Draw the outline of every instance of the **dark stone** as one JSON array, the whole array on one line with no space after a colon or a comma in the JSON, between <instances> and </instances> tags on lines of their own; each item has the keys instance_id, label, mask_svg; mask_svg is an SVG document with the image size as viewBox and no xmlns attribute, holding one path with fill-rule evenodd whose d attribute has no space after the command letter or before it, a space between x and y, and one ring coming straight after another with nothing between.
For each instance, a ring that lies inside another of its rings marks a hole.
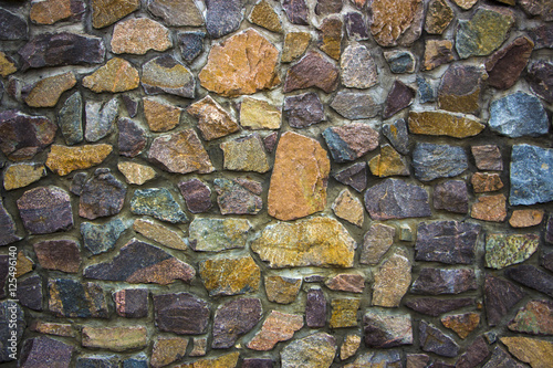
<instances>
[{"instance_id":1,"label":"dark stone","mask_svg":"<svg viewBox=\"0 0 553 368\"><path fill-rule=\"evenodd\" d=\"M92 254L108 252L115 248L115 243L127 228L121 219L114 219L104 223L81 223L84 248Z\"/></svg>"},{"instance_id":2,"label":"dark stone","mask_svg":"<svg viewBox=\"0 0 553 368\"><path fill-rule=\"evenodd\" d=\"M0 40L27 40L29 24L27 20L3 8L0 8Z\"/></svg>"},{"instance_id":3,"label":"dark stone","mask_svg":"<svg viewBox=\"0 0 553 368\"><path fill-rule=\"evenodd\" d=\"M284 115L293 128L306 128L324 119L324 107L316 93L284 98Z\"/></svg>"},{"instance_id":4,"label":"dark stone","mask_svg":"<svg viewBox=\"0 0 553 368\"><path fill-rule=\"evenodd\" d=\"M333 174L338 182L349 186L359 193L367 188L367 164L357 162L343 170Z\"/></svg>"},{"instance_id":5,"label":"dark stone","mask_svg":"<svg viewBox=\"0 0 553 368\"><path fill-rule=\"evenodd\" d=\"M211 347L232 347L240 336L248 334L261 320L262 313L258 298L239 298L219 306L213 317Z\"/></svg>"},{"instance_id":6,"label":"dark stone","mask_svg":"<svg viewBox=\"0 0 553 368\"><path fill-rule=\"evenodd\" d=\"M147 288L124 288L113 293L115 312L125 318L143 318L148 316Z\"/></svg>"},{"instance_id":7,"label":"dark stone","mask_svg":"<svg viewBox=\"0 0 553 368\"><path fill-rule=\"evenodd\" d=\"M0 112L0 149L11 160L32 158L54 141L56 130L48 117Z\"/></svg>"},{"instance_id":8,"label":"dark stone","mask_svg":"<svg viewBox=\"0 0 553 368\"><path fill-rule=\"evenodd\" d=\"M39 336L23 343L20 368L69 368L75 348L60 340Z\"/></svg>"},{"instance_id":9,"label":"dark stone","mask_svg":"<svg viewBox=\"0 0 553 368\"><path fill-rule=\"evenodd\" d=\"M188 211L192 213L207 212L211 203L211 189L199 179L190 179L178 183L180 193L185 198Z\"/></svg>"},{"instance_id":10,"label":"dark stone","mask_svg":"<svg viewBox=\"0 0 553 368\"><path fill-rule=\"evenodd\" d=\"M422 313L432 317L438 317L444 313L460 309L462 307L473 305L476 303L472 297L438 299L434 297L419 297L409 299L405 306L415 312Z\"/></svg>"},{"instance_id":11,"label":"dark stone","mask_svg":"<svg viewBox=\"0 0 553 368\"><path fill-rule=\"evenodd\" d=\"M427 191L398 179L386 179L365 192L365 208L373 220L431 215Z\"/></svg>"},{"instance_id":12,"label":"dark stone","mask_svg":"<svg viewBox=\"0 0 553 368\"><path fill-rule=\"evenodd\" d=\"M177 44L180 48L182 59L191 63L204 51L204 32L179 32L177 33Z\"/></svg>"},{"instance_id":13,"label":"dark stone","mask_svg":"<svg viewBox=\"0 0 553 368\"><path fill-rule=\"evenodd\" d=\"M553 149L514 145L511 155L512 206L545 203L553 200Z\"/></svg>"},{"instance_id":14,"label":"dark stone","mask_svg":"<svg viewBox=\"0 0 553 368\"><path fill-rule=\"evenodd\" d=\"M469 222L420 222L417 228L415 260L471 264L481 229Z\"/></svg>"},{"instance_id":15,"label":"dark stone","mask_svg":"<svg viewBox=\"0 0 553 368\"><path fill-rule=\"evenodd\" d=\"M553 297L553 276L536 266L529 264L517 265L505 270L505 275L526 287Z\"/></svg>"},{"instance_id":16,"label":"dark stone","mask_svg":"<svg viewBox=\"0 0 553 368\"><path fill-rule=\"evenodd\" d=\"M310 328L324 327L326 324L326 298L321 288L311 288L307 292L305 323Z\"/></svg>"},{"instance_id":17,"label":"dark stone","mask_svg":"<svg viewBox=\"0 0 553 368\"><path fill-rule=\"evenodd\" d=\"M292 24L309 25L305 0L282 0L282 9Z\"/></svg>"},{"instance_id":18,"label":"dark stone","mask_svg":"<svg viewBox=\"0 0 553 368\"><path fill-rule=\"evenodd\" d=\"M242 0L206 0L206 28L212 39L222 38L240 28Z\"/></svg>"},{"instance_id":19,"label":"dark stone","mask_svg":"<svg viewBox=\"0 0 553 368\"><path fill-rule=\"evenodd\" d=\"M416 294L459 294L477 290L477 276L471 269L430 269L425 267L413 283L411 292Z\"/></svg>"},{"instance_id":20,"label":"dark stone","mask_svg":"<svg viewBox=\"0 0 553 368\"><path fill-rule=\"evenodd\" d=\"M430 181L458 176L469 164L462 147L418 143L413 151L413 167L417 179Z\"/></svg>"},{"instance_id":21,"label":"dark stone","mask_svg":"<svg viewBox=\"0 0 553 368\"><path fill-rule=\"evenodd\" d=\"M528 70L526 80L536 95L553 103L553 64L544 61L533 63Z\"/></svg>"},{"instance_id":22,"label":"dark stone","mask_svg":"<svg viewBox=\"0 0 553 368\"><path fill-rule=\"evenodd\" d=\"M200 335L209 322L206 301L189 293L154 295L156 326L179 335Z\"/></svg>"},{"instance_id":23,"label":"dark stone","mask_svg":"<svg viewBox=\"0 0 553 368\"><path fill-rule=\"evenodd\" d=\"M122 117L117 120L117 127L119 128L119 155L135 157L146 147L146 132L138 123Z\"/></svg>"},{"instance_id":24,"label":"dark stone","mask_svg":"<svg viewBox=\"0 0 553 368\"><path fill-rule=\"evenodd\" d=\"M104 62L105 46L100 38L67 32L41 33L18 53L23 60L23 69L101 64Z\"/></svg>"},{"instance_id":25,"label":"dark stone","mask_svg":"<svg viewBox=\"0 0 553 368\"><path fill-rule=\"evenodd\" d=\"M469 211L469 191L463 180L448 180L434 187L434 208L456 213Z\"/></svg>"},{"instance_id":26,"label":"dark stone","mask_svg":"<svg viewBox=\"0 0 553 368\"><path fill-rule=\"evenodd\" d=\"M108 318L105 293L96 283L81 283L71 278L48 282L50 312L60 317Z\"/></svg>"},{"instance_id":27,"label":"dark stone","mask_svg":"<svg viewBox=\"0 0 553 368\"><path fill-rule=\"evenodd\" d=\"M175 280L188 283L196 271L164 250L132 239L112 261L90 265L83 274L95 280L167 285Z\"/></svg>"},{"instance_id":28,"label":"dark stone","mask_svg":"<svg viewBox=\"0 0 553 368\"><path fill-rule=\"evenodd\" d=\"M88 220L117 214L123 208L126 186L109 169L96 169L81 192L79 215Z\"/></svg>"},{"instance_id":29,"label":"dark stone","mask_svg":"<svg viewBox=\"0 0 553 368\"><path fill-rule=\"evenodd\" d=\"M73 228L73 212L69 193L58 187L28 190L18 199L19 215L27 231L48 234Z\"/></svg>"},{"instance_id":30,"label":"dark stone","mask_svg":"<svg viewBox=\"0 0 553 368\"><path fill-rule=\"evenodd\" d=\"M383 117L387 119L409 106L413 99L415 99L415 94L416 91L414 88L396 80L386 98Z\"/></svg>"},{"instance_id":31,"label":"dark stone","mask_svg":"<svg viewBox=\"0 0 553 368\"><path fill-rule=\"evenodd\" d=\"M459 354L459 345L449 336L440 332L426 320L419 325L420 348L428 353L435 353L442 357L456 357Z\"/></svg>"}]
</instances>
============================================================
● **TASK REQUIREMENTS**: Please write out the listing from its first line down to the line containing "For each instance, a", swapping "outline" for "boundary" and leaving everything else the same.

● **CORRECT RESULT**:
Draw the boundary of every instance of the **dark stone** as one JSON array, the whole array on one line with no space after a colon or a comma in the JSON, between <instances> and </instances> tags on lines of their own; each item has the keys instance_id, label, mask_svg; mask_svg is an SVG document with the image size as viewBox and no xmlns attribute, holding one path with fill-rule evenodd whose d attribute has no space after the command letter or before it, a space between x and y, and one ring coming straight after another with nothing between.
For each instance, a ring that lies inside another of its rings marks a hole.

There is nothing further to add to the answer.